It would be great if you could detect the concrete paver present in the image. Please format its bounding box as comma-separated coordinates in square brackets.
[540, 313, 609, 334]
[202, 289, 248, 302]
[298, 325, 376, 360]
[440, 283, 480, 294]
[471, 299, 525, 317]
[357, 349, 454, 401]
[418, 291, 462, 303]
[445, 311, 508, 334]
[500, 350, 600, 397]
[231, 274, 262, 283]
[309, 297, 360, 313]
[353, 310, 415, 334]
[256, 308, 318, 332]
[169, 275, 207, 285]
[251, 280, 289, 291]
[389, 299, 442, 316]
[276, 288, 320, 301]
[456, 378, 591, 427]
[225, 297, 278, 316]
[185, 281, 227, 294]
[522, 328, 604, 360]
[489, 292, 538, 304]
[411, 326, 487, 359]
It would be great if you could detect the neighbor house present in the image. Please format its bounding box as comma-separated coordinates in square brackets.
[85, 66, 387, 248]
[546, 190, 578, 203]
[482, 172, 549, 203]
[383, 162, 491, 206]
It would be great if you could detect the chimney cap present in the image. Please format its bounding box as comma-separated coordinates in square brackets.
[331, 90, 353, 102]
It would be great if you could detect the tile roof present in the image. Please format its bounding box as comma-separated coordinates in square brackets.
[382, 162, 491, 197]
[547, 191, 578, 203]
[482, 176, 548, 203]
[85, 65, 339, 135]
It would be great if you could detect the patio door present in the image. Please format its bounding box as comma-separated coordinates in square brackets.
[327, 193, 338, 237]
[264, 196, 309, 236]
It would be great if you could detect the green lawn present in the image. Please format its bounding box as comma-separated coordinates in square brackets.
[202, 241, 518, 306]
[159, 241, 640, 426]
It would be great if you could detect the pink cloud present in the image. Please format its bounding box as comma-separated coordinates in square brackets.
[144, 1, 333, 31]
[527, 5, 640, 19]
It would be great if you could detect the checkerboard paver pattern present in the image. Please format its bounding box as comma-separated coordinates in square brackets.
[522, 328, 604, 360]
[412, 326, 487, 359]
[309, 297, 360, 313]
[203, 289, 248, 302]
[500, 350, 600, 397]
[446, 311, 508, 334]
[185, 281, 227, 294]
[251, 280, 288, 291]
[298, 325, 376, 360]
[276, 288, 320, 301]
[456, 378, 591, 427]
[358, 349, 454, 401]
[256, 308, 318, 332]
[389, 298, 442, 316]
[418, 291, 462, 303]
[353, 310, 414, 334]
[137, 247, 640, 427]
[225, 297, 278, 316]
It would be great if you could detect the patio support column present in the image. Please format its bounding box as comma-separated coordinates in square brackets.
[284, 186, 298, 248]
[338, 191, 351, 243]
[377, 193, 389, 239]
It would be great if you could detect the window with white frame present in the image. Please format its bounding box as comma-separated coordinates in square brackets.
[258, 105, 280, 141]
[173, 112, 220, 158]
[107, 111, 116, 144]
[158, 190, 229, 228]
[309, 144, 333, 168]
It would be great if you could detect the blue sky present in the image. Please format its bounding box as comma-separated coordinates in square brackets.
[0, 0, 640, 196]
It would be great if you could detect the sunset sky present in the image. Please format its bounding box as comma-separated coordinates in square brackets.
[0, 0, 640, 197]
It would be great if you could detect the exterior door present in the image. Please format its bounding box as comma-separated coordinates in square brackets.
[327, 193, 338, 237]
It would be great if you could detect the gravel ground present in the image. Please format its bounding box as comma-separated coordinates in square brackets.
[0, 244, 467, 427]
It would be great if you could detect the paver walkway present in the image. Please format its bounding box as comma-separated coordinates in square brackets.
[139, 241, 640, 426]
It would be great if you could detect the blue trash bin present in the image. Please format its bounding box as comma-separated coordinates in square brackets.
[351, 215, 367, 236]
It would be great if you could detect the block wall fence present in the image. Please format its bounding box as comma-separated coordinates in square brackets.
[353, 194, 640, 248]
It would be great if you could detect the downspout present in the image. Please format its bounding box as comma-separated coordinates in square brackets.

....

## Consegna
Filtra le voci qui sopra e copia ogni riga che contiene la parola "patio". Maiuscole e minuscole contano.

## Risposta
It would be great if you could detect the patio door present in the image. Please format its bounding box as comma-separated coordinates in square brackets.
It would be great if you could detect the patio support column present in the image. Please format its bounding box as comma-separated coordinates in square brackets.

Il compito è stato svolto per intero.